### The problem
From the entries that follow, copy exactly the lines beginning at the line holding "Practice step: point out every instance of the yellow" and continuing through the line holding "Practice step: point out every instance of the grass".
=== Records supplied ===
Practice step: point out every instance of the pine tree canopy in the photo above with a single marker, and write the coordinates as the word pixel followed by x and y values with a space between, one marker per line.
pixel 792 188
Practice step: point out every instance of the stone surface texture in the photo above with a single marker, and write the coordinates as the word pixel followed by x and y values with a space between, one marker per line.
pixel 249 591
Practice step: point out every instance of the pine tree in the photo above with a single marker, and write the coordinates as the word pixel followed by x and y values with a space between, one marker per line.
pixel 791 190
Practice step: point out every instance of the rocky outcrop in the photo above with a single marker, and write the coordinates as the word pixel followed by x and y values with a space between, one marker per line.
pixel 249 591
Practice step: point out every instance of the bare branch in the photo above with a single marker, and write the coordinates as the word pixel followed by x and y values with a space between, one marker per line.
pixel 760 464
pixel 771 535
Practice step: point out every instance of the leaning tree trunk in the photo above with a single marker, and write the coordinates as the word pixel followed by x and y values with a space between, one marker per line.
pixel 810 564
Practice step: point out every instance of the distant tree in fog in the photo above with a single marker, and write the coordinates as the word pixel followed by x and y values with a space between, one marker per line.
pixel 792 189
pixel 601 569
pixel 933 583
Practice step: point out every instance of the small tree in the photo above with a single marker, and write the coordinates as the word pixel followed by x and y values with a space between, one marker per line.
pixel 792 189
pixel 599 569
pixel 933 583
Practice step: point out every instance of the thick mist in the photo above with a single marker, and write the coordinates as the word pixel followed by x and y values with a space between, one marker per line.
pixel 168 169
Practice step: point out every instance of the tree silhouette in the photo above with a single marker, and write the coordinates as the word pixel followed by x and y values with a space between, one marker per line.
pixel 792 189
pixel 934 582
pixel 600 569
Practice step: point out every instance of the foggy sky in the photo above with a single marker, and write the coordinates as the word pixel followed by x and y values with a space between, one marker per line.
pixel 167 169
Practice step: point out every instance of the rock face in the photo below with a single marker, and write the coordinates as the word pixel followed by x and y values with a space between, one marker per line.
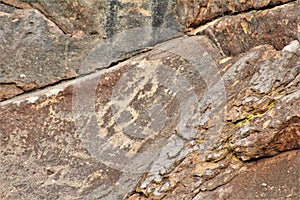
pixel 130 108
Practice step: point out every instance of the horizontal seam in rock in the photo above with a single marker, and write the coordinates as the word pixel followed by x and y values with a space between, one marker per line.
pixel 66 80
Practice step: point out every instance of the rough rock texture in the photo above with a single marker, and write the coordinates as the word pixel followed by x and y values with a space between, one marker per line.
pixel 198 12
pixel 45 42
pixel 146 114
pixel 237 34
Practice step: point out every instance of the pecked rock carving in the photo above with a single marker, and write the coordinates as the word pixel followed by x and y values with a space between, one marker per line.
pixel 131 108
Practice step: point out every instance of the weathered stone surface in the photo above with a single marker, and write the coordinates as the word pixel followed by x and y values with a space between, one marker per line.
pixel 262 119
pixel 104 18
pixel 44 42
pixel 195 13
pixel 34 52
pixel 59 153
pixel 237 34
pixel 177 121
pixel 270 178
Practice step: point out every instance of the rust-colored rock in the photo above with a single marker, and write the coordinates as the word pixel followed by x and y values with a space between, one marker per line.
===
=== Records supplied ===
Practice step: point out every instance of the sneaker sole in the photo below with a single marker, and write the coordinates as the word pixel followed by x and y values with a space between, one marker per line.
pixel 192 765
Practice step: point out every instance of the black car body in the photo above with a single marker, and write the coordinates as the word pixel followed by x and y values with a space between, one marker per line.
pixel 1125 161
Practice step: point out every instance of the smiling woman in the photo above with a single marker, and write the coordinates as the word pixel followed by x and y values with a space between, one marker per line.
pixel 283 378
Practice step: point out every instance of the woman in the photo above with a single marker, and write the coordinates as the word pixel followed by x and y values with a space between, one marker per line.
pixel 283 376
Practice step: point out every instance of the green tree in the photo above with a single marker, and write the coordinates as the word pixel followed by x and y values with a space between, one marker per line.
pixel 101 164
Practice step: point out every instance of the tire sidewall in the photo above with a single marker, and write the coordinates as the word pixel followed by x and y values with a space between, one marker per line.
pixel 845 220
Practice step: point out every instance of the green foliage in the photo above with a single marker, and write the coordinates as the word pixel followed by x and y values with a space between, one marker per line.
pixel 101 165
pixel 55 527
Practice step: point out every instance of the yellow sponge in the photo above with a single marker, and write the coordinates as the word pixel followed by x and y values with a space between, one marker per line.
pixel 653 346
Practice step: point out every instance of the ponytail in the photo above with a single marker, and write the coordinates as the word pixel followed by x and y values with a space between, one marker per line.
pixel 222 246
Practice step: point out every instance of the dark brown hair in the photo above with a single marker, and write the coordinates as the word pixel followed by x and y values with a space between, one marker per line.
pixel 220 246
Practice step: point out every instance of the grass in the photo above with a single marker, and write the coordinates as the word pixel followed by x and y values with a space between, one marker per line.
===
### Final answer
Practice step: point out every instance of the yellow sponge in the photo above with a single marker, and write the coordinates as the word pixel followed by x and y values with a space between, one marker per line.
pixel 653 346
Practice step: point out every instance of the ponytail in the photo above with a single marker, and write the coordinates as the word pixel followed by x and y values with a space between, one marker per line.
pixel 222 246
Practice step: point out every instance of the dark brown hair in the photo above with a single marker, and write the coordinates as the word pixel followed by x and y values with a space between, one marker per line.
pixel 220 246
Practice step: point out every instance of the grass in the photo above with a single marker, and write the coordinates as the word pixel followed by x and y values with a space between, one marker per line.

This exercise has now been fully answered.